======== Extracto de datos

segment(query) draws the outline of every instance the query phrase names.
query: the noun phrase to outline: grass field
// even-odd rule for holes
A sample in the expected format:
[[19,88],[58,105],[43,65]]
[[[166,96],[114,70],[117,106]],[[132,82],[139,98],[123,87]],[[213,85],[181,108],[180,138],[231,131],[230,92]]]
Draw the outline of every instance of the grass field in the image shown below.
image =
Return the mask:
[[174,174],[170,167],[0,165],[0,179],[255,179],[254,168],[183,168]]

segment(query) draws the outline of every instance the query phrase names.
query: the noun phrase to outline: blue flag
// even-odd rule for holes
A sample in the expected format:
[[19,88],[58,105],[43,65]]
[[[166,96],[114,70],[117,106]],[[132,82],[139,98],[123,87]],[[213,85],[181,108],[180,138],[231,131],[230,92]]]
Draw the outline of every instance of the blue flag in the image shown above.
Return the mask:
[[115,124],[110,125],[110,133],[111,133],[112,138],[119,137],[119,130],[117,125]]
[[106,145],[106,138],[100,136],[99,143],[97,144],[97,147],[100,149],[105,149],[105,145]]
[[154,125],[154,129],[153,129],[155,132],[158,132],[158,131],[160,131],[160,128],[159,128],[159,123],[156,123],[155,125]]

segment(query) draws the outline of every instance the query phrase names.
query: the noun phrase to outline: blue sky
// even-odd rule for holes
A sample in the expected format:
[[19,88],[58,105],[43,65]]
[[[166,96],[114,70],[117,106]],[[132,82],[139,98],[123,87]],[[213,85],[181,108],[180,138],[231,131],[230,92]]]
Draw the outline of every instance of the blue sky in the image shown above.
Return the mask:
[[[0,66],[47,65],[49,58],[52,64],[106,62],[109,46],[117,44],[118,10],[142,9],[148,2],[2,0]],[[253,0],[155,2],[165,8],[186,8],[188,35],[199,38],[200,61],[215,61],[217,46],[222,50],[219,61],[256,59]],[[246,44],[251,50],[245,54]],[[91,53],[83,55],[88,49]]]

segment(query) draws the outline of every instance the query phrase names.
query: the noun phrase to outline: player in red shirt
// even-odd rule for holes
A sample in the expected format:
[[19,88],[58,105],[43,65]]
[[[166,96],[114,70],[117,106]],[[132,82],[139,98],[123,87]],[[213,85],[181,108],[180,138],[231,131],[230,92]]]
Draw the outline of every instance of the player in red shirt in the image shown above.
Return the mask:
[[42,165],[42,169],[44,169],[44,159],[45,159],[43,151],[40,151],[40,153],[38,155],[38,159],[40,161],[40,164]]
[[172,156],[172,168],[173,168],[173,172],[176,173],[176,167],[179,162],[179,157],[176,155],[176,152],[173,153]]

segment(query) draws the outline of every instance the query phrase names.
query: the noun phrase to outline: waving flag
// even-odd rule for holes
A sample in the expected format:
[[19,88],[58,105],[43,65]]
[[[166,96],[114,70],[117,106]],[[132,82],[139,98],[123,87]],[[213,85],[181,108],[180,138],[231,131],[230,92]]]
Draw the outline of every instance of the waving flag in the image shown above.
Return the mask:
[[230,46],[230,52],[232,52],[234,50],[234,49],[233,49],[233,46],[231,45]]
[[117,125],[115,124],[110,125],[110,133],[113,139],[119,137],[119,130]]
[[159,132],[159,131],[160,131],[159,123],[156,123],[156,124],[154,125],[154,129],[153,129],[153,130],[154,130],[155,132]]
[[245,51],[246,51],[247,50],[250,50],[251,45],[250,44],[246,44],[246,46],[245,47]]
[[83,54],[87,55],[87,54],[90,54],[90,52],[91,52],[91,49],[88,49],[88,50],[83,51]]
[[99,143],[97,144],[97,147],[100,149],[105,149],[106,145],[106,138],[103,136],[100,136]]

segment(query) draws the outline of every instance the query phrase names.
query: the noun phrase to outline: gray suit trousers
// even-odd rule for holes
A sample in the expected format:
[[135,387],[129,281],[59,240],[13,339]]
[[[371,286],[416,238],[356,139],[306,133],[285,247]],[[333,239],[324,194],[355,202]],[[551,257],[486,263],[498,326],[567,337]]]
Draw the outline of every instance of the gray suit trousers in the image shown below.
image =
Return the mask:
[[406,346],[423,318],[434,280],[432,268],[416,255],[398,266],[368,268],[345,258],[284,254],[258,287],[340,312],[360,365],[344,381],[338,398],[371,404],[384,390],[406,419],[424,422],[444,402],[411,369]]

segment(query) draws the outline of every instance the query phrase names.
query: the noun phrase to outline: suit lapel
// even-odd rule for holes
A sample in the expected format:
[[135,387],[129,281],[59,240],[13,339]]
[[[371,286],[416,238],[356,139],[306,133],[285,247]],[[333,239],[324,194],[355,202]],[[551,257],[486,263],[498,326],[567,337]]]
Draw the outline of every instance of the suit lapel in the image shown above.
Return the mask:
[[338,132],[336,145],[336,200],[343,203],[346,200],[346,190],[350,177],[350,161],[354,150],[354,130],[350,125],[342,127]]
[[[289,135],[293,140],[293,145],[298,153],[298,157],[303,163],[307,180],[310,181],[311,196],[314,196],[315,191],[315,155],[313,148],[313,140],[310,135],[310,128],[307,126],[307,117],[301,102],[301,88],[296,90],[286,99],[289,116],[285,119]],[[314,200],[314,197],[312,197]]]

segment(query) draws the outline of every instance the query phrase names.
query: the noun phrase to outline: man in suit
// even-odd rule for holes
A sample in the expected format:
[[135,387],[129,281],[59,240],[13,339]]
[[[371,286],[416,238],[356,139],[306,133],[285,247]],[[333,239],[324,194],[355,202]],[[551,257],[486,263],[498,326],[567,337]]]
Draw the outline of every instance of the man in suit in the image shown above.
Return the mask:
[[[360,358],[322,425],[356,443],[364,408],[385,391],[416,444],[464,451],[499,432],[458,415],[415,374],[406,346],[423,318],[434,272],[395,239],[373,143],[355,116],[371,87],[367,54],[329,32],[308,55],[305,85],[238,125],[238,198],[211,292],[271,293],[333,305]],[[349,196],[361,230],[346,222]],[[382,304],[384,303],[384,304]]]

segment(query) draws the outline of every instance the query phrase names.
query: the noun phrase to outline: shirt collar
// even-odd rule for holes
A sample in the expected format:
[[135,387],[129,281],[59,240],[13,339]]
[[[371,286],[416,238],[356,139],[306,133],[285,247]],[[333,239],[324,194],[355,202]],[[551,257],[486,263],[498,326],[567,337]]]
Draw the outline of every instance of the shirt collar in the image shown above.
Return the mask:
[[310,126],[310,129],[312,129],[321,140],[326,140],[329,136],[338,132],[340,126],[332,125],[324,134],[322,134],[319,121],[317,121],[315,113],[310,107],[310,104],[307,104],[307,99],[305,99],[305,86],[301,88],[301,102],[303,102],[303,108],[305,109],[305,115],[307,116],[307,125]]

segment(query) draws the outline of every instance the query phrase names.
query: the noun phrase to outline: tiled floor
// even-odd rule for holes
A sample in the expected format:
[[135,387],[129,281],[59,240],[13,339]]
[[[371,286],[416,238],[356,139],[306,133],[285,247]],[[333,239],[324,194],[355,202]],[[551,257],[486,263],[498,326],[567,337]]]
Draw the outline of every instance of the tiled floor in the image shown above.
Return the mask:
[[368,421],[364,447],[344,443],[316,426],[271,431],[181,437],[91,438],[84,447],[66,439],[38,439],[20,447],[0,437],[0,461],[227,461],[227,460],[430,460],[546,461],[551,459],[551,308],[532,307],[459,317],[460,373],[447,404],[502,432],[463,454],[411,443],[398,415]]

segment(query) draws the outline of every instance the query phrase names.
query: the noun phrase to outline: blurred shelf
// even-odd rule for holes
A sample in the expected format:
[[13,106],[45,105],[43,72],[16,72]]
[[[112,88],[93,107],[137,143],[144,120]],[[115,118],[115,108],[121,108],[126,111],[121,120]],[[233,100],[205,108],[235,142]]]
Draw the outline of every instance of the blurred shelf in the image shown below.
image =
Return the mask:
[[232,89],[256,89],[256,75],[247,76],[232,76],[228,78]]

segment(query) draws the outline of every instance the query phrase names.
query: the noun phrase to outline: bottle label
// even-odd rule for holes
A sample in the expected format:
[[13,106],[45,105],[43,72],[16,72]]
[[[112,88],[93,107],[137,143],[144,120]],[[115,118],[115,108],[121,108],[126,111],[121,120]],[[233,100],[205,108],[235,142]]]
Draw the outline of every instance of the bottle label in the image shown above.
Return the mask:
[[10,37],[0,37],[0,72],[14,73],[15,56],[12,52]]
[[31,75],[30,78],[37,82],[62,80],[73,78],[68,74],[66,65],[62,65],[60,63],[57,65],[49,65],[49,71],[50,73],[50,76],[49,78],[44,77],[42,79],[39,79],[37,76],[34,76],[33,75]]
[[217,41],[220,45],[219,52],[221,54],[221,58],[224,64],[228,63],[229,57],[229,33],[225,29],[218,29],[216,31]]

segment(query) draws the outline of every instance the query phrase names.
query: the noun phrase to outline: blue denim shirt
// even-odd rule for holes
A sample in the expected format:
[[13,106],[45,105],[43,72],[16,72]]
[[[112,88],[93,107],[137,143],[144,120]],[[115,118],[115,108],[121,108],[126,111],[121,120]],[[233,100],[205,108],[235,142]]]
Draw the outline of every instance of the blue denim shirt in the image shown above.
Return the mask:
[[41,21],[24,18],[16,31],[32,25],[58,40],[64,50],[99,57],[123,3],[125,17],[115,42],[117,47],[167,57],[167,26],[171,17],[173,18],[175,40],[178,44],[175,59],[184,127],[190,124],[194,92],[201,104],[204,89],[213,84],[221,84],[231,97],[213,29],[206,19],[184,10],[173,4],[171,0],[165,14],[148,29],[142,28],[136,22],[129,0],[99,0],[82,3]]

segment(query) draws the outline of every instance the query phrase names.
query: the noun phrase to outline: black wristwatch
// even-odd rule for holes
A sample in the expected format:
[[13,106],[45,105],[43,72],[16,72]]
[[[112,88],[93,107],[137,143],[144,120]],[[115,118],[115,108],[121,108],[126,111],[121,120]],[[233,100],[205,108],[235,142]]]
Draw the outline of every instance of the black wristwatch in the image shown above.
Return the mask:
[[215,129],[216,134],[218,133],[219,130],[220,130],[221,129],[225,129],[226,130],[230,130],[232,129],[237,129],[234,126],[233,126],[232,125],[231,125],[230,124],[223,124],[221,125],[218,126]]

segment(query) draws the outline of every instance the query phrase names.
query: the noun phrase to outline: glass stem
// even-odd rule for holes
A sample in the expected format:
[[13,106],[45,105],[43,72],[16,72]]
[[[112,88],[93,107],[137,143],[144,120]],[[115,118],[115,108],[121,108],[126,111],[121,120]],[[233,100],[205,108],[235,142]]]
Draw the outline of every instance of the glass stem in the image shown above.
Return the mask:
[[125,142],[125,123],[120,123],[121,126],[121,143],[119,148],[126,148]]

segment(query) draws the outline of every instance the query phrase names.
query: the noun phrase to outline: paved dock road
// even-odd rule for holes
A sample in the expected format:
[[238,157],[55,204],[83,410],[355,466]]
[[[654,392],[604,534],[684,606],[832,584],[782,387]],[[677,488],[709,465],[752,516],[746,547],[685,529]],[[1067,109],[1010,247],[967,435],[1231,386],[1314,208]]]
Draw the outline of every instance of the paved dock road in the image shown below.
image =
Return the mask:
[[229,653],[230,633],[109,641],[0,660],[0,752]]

================

Qué hacer: Por favor, localiza en las entradas de arriba cada línea que contenga la cadena "label" y cópiala. Las mayúsculas y minúsculas cuentan.

Respuesta:
query: the noun phrase to outline: bottle label
Draw the outline of every instance of the bottle label in the image shown above.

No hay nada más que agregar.